## Begin
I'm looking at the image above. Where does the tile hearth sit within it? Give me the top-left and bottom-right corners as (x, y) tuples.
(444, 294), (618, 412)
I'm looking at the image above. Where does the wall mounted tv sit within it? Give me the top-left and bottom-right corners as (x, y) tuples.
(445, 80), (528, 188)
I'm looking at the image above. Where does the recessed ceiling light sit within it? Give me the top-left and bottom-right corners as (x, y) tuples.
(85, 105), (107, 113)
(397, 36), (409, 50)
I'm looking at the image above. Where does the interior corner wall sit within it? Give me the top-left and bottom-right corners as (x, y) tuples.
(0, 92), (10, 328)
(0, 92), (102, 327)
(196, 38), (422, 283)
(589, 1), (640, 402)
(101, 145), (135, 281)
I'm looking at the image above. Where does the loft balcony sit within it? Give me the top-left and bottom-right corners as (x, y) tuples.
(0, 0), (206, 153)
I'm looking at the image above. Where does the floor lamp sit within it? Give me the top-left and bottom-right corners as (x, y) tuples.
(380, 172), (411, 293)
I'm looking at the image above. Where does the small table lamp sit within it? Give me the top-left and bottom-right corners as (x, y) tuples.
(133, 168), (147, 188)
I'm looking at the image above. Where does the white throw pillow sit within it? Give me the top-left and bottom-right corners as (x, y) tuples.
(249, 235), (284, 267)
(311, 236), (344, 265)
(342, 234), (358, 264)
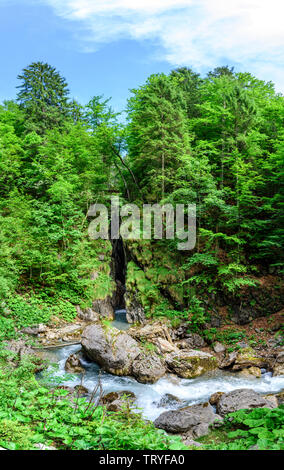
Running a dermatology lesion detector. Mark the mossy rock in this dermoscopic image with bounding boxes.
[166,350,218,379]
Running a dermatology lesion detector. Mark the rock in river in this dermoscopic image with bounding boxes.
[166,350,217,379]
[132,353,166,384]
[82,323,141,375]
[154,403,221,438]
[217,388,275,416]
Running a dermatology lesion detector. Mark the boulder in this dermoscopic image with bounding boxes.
## End
## Begin
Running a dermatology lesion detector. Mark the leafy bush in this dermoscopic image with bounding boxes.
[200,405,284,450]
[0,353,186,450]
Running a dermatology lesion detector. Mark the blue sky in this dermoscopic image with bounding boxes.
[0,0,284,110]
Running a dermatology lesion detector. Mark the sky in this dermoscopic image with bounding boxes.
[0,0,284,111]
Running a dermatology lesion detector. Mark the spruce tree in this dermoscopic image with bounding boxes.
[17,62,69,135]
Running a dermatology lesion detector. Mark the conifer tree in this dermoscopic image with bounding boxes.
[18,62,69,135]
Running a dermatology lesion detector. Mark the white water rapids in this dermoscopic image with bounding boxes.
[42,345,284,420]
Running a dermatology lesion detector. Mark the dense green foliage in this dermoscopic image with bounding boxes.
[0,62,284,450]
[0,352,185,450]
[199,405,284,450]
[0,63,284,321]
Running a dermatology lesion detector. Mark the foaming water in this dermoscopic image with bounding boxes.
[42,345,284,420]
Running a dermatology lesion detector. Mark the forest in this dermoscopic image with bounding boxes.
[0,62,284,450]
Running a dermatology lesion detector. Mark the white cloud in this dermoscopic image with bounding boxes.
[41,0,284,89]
## End
**YOUR GOAL**
Reproduce the records word for word, from the line containing "I'm looking at the image above. Where does the tile" through the line containing "Running a dermatology lesion detector. Mark the boulder", with both of those lines included. Leave the pictures out of your answer.

**THE ANSWER**
I'm looking at the image above. Where does the tile hearth sit within it? Give me the top-left and bottom-right corners as (x, y) tuples.
(444, 294), (618, 412)
I'm looking at the image above. Where does the wall mounted tv sit within it? Give me the top-left and bottom-right corners as (x, y) tuples.
(445, 80), (528, 188)
I'm looking at the image above. Where does the recessed ceiling light sit within it? Give me the top-left and bottom-right corners as (x, y) tuples.
(85, 105), (107, 113)
(397, 36), (409, 50)
I'm looking at the image above. Where does the interior corner wall sit within it? Give me the top-left and bottom-right corners as (x, y) tuples.
(0, 92), (10, 328)
(0, 92), (102, 327)
(196, 38), (422, 283)
(589, 1), (640, 402)
(101, 145), (135, 281)
I'm looking at the image above. Where does the loft balcony sit within it? Give me the top-left and bottom-right corners as (x, y) tuples.
(0, 0), (206, 153)
I'm looking at the image above. Where does the floor lamp sit within it? Give me the top-left and bottom-right corners as (x, y) tuples.
(380, 172), (411, 293)
I'm looking at the image above. Where does the small table lamp sit within it? Give me the top-left and bottom-right corners as (x, y) tuples.
(133, 168), (147, 188)
I'm looking at the image above. Where does the white throw pillow sit within it? Give me the top-left and bottom-right corners as (x, y) tuples.
(249, 235), (284, 267)
(311, 236), (344, 265)
(342, 234), (358, 264)
Running a dermatology lesion detector. Mark the mossy rock in this dermoscopic image with bounding boxes.
[166,350,218,379]
Running a dermatology lesion detector. Mark the rock in river in this dermoscopic image with bounding boxes.
[166,350,217,379]
[132,353,166,384]
[82,323,141,375]
[154,403,221,438]
[217,388,275,416]
Running a dermatology lesion detector. Mark the boulder in this dermoscopic image with bounding boxes.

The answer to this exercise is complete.